§ **Short problem**
Please count the lines in the records below that contain the string "cloud", with case counting, and give only the number.
━━━━━━━━━━━━━━━━
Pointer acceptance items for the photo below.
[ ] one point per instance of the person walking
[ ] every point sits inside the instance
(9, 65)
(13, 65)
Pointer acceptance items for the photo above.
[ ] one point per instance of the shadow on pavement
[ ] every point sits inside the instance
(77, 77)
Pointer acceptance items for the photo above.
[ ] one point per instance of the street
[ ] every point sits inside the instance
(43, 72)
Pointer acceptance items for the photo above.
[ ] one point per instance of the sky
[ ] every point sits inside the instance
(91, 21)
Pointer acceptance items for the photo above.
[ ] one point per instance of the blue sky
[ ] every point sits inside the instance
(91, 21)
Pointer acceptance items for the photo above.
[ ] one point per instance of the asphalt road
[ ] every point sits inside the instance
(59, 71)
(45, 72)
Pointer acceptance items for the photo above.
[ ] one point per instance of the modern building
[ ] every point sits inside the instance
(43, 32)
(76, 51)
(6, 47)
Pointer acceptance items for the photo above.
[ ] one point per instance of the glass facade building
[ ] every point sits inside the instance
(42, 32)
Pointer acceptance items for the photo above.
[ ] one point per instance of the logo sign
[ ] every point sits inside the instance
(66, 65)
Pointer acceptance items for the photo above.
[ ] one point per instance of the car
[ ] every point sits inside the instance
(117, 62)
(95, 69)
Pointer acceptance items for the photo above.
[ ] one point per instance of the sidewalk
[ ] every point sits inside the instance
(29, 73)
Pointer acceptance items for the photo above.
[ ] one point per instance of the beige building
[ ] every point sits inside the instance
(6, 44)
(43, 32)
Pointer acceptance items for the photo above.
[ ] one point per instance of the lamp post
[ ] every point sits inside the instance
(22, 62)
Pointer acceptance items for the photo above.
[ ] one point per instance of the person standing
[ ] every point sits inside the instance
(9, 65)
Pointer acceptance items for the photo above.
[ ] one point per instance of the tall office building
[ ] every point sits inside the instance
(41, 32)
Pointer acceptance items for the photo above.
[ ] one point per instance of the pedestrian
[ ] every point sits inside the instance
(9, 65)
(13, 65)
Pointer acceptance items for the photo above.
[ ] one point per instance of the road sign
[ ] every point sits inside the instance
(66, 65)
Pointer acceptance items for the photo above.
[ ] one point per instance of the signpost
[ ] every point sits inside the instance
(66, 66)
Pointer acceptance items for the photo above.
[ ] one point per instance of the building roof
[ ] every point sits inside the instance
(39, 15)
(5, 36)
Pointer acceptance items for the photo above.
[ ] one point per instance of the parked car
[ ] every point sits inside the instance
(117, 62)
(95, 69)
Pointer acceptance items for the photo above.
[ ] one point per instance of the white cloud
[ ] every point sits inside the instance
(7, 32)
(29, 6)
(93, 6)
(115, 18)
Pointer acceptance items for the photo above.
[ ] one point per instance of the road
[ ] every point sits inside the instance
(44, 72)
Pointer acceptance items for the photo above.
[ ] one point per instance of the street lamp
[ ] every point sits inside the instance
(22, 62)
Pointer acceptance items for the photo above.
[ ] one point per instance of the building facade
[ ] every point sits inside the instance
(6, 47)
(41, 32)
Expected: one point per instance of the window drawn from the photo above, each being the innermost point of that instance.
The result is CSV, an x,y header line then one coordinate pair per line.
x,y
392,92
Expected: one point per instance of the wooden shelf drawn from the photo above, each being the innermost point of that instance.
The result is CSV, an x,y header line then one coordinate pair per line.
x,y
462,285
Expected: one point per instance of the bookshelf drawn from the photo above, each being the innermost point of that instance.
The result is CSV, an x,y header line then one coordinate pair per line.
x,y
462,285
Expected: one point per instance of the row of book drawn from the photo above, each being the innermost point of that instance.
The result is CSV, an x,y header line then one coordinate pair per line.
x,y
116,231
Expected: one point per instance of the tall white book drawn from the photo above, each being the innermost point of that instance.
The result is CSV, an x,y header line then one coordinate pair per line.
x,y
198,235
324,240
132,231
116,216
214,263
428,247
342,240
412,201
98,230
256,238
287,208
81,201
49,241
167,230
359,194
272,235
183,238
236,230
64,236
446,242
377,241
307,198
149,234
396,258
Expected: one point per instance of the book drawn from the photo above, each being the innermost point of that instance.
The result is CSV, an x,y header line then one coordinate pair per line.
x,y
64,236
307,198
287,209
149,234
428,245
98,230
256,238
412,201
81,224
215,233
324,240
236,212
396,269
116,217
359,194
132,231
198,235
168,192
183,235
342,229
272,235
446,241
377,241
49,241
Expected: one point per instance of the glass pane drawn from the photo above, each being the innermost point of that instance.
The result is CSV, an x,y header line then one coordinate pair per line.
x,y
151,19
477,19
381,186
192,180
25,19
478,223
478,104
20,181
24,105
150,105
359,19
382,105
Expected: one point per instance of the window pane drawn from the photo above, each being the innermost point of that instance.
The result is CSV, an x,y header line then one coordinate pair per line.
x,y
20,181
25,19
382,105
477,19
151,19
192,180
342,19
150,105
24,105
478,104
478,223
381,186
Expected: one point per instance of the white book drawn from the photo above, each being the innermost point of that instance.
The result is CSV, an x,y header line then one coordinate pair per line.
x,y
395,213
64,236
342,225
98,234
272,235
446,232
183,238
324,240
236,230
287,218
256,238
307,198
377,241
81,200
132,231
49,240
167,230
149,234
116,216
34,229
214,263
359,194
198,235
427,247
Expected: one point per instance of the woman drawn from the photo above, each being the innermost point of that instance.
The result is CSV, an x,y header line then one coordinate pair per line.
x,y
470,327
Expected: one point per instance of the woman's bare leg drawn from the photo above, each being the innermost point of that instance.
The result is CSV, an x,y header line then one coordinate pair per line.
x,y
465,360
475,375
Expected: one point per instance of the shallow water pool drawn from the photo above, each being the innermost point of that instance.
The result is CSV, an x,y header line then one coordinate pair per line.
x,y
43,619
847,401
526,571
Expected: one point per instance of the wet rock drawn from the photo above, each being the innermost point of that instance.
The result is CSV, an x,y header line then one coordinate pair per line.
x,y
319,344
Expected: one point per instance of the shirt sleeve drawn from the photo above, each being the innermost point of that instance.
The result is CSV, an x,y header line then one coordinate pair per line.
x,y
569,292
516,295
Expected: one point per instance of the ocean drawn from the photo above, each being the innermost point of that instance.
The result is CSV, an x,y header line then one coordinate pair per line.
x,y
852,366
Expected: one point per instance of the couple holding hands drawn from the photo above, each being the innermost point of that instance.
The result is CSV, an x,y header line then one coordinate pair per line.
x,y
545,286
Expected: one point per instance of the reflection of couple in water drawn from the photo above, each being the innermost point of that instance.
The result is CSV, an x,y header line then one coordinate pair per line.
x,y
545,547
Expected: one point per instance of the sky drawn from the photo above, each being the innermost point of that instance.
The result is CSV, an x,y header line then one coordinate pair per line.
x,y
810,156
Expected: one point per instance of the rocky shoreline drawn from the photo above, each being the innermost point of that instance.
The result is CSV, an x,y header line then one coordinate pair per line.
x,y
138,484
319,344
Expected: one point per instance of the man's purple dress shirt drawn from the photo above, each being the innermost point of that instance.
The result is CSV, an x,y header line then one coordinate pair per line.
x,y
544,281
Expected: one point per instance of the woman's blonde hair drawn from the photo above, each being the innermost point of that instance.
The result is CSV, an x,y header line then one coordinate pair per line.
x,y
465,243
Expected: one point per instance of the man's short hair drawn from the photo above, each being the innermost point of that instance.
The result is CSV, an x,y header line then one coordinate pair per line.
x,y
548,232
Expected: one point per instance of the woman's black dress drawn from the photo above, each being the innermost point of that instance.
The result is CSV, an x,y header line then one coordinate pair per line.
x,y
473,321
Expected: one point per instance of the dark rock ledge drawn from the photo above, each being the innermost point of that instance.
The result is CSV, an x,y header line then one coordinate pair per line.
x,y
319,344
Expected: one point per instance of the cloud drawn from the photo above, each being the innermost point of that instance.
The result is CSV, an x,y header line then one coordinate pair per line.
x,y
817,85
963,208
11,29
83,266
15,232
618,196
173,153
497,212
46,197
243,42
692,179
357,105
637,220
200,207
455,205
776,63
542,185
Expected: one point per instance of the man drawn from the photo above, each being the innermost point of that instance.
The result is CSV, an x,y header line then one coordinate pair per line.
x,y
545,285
━━━━━━━━━━━━━━━━
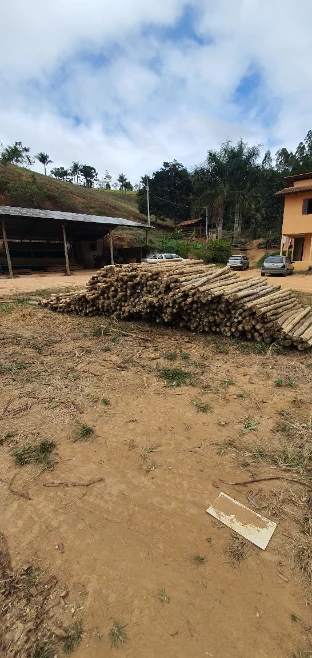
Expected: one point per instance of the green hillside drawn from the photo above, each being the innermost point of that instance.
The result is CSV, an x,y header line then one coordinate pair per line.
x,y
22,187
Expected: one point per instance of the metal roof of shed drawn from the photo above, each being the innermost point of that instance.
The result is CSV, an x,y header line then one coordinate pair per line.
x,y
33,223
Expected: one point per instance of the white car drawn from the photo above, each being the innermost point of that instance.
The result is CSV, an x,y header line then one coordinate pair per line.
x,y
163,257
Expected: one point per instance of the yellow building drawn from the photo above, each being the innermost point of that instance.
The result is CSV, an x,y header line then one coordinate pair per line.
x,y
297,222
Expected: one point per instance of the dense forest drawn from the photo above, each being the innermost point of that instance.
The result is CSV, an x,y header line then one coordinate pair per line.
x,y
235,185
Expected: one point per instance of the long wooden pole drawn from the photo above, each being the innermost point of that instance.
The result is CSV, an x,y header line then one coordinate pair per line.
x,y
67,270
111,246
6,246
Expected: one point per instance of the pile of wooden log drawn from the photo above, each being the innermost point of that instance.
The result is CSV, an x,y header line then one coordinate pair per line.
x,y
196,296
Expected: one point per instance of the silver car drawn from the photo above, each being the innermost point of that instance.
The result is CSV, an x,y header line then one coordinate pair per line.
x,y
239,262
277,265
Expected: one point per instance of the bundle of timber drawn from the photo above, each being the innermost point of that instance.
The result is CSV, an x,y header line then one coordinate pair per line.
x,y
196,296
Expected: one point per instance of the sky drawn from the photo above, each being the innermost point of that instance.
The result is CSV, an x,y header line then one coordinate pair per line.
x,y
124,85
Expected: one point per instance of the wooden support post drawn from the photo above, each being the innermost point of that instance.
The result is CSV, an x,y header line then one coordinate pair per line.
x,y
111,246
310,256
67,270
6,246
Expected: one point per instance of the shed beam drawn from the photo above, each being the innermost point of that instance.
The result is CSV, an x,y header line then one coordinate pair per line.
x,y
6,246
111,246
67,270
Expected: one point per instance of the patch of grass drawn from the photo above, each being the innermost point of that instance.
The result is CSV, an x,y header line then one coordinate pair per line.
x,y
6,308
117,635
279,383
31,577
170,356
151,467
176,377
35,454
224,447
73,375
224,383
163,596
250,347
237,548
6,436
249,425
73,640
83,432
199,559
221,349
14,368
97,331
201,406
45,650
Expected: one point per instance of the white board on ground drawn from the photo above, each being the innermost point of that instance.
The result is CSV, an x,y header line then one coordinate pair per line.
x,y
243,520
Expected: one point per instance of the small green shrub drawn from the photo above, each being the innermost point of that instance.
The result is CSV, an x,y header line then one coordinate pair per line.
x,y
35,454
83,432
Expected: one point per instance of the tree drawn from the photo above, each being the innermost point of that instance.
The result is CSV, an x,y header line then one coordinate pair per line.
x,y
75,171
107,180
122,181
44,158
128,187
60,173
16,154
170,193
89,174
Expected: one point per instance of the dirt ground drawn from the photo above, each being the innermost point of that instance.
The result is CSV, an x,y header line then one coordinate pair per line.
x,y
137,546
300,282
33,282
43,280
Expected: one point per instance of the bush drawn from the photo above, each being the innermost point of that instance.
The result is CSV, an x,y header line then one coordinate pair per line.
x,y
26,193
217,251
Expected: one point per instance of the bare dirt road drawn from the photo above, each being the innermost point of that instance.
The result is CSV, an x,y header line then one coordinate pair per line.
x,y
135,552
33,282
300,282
━━━━━━━━━━━━━━━━
§ **Expected answer**
2